- RECORDS TO USE -
▬▬▬▬▬▬
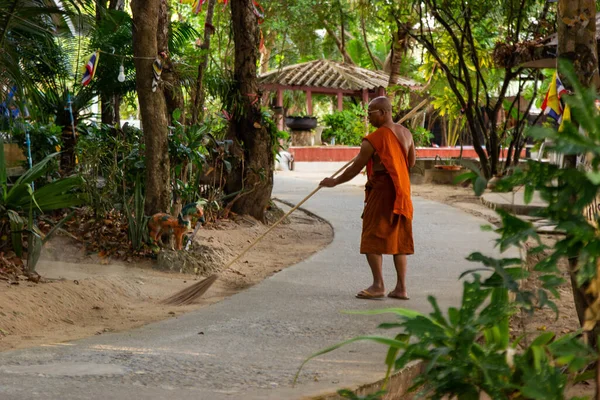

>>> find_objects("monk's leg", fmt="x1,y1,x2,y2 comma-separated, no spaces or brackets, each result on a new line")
363,254,385,296
388,254,408,300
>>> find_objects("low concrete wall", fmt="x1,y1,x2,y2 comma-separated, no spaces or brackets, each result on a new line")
289,146,525,162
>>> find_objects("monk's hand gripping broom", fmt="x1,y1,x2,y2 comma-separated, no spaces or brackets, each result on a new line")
162,100,427,306
162,159,354,306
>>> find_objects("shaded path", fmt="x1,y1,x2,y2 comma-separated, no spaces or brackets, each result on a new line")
0,166,510,400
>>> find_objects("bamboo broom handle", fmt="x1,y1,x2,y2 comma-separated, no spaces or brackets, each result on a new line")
222,157,356,271
222,99,428,271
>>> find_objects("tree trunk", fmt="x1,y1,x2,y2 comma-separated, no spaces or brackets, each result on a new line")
227,0,274,222
389,21,410,86
131,0,171,215
323,21,356,65
156,0,185,125
260,30,277,74
557,0,600,346
191,0,217,125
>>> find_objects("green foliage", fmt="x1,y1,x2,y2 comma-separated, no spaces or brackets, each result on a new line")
298,274,594,400
338,389,385,400
76,124,145,216
321,106,366,146
411,126,433,147
124,175,150,251
302,64,600,400
11,122,62,164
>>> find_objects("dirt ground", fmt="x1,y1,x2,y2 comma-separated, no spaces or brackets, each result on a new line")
0,204,333,351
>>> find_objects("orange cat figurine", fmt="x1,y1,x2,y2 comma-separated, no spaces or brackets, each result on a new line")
148,202,204,250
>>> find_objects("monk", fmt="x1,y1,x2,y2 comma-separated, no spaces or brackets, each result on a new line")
320,97,416,300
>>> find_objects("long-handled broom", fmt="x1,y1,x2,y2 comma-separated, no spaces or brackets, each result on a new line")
162,100,428,306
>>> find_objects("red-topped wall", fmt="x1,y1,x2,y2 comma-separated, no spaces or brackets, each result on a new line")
289,146,525,162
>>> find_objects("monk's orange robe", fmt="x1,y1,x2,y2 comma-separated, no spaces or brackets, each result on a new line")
360,127,414,254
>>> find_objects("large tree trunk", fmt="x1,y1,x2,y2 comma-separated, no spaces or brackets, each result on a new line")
131,0,171,215
386,21,411,86
323,21,356,65
191,0,217,125
227,0,274,222
156,0,185,125
557,0,600,346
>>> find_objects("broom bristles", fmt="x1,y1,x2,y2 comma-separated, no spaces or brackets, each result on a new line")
162,274,219,306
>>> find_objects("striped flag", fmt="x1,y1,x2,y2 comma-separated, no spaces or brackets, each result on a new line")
542,72,568,124
81,51,100,86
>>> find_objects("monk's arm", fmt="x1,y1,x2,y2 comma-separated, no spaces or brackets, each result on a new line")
321,140,375,187
408,141,417,168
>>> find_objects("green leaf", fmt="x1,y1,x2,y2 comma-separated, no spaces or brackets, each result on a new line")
585,171,600,185
473,176,487,196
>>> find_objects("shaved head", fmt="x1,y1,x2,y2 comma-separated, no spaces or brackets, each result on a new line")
369,96,392,112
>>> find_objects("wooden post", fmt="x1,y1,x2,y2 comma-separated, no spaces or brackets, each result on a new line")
276,88,284,131
362,89,369,136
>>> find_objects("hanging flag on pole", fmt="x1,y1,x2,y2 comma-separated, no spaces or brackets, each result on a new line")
81,51,100,86
542,72,568,124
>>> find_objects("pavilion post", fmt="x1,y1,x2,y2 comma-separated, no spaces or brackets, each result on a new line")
362,89,369,135
306,90,312,116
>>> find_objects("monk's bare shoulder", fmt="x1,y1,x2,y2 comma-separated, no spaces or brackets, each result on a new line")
393,124,413,152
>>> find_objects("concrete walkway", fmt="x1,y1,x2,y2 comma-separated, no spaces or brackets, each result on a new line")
0,167,512,400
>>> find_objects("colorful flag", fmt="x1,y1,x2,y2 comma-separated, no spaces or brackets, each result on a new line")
81,51,100,86
542,72,568,124
558,104,571,132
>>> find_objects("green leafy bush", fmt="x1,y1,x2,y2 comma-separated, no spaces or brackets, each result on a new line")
304,62,600,400
411,126,433,147
321,106,366,146
11,122,62,164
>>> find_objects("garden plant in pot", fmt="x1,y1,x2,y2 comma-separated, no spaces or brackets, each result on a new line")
285,115,317,131
434,155,462,171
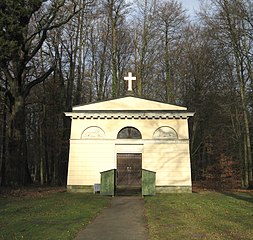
▬▬▬▬▬▬
- SET PROBLEM -
Copy every entry above word for word, leaving out the pictures.

- SOLUTION FOR THIS TASK -
>>> find_objects("monk's leg", fmt="x1,y1,x2,y2 comma-separated, no spaces or brackets, each result on a new line")
363,254,385,296
388,254,408,300
>>> find_objects("low concrete wall", fmt="x1,y1,x2,y2 comma-separated, no spaces or brackets, each result on a new line")
289,146,525,162
>>> find_objects("monk's hand gripping broom", fmt="x1,y1,x2,y2 comma-separated, no spaces or brackets, each result on a new line")
162,100,427,306
162,159,354,306
>>> find_objects("shaded path", fmt="x1,y1,x2,y2 comma-separated, no spaces or brackets, each result on a new line")
0,166,510,400
>>> find_objects("bamboo broom handle", fmt="x1,y1,x2,y2 comma-separated, no spaces or brackets, each result on a new line")
222,157,356,271
222,99,428,271
>>> find_objects("tree trunk", fmt="x1,y1,x2,y2 comma-separated, no spaces or brackets, each result on a new line")
227,0,274,222
389,21,410,86
131,0,171,215
323,21,356,65
156,0,185,125
260,30,277,74
557,0,600,346
191,0,217,125
>>> find_objects("green foliage", fmt="x1,y1,x2,y2 comma-separated, no spaces or brackets, each result on a new line")
298,274,594,400
338,389,385,400
76,124,145,216
321,106,366,146
411,126,433,147
124,175,150,251
302,64,600,400
11,122,62,164
>>> find_objects("dirt ground", fmt="x1,y1,x2,y2 comma-separated, no spaces or brackets, each result on a new line")
0,204,333,351
>>> find_objects("orange cat figurine", fmt="x1,y1,x2,y2 comma-separated, no spaces or brackets, each result on a new line")
148,202,204,250
>>> find_objects("monk", fmt="x1,y1,x2,y2 comma-separated, no spaces or brackets, each result on a new line")
320,97,416,300
>>> find_objects("long-handled broom", fmt="x1,y1,x2,y2 comma-separated, no spaces or brackets, each result on a new line")
162,100,428,306
>>> find_objects("red-topped wall", fmt="x1,y1,x2,y2 comma-separated, no spaces or brackets, each result on a new line")
289,146,525,162
>>> find_objects("monk's orange robe", fmt="x1,y1,x2,y2 comma-separated, no spaces or brackets, each result on a new line")
360,127,414,254
>>> find_objects("large tree trunk", fmt="x1,y1,x2,y2 comma-separated, no spaces or brackets, each result on a new line")
131,0,171,215
386,21,411,86
323,21,356,65
191,0,217,125
227,0,274,222
156,0,185,125
557,0,600,346
>>> find_objects("broom bristles", fmt="x1,y1,x2,y2 comma-separated, no spaces or brackets, each result on a new line")
162,274,219,306
>>> find_objects("striped flag", fmt="x1,y1,x2,y2 comma-separated, no spaces or brackets, each result on a new line")
542,72,568,124
81,51,100,86
>>> find_objects("monk's arm", fmt="x1,y1,x2,y2 comma-separated, no spaces or brackets, each result on a new line")
321,140,375,187
408,141,417,168
>>> find_objects("green leaf", fmt="x1,y1,x2,y2 comma-separated, no spaces or brackets, each result on a new line")
585,171,600,185
473,176,487,196
>>> find_objects("shaved head", fmt="x1,y1,x2,y2 comma-separated, no spaces or brackets, each result on a new line")
369,96,392,112
>>> find_objects("wooden post", fmt="x1,y1,x2,y2 comma-separated, no spaces or brackets, each result on a new line")
276,88,284,131
362,89,369,136
>>> find_objects("hanging flag on pole", fmt="x1,y1,x2,y2 comma-separated, no spaces or brackets, each result on a new line")
81,51,100,86
542,72,568,124
>>> find_objects("pavilion post", fmt="x1,y1,x2,y2 comma-separated, no spaces or brackets, each result on a new line")
362,89,369,135
306,90,312,116
>>> find_objects("monk's bare shoulder", fmt="x1,y1,x2,y2 comma-separated, no spaces or brackets, each result on a new line")
393,124,413,152
>>> find_objects("concrete walkway", fmt="x1,y1,x2,y2 comma-separated, no spaces or brackets, each result on a new line")
0,167,512,400
>>> find_objects("colorful flag", fmt="x1,y1,x2,y2 comma-separated, no spaces or brackets, each result on a new line")
81,51,100,86
542,72,568,124
558,104,571,132
>>> find_objects("green leafy bush", fmt="x1,y1,x2,y2 comma-separated, no spaces or brackets, each result on a new line")
304,62,600,400
411,126,433,147
321,106,366,146
11,122,62,164
>>> find_objects("garden plant in pot", fmt="x1,y1,x2,y2 comma-separated, no spaces or brackets, each result on a new line")
285,115,317,131
434,155,462,171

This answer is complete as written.